Do these statements agree with the book review below? For each, answer yes or no and quote the words of the review that decide it.
1. Burns's tanka keep to a strict 5-7-5-7-7 syllable count.
2. The book sells for $15.95.
3. The book is dedicated to the nameless bureaucrat of the poems.

-------- Source document

Thursday, May 24, 2007

Review: The Salesman's Shoes

The Salesman’s Shoes: Tanka
James Roderick Burns
copyright 2007

Modern English Tanka Press
Baltimore, MD
TheSalesmansShoes.com
Price: $13.95 USD.
ISBN 978-0-6151-4396-5
Trade paperback. 96 pages, 6.00" x 9.00", perfect bound.

Review based on galleyproof. Printed edition may vary.

With his first book of tanka James Roderick Burns has established himself the Willy Loman of verse. Adhering to a strict syllable count of 5-7-5-7-7 for his tanka, he has melded the classical Japanese form with the discontent of a civil servant lost somewhere in the grey concrete of modern Britain. Burns’ work is proof that tanka is not all cherry blossoms and tea.

The civil servant
breaking at nine twenty five
stirs discontentment
into papery coffee
like a dollop of fresh cream.

Anyone who has attended work only because they dread being out of work will relate to Burns’ saga of life in the service lane. Yet even though the majority of the poems record the life of a nameless bureaucrat, the book is dedicated to Jack Burns, and is he who is presumably the salesman that gives the book its title.

----------------
-------- Data listing

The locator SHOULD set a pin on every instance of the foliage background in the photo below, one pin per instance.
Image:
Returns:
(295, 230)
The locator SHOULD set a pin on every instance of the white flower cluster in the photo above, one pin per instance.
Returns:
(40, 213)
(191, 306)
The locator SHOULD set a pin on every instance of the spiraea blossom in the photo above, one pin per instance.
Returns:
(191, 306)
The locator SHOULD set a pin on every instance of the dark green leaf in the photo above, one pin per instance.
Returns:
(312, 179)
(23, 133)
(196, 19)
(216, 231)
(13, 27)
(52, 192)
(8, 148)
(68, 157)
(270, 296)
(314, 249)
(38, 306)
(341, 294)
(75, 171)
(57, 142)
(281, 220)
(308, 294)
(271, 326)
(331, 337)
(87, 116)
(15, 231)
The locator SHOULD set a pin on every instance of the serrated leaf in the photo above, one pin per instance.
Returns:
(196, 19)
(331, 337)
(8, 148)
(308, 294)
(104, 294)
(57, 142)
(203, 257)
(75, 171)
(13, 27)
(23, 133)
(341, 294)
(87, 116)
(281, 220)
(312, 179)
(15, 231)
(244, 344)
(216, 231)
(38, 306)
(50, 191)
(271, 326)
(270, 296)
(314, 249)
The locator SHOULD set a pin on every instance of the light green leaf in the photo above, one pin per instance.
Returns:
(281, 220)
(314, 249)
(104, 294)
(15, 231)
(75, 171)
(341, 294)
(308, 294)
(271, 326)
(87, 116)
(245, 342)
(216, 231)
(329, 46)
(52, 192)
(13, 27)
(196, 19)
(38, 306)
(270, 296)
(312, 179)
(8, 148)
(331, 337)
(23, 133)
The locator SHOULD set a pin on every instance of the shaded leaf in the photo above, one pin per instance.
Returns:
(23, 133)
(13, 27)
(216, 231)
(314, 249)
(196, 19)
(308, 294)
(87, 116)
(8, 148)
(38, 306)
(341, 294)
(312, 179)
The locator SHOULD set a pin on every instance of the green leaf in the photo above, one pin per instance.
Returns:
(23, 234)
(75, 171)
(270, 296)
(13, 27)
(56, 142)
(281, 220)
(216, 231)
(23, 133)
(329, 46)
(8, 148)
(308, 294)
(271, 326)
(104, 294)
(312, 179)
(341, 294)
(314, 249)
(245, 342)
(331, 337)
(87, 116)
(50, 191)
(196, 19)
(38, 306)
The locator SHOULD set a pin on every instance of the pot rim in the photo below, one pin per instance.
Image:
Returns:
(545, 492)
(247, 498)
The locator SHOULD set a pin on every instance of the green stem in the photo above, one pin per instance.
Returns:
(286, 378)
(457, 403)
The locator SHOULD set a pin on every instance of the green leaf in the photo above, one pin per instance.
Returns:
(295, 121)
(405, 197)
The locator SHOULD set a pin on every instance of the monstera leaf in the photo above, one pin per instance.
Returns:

----------------

> **Task response**
1. Yes: "Adhering to a strict syllable count of 5-7-5-7-7 for his tanka"
2. No: "Price: $13.95 USD."
3. No: "the book is dedicated to Jack Burns"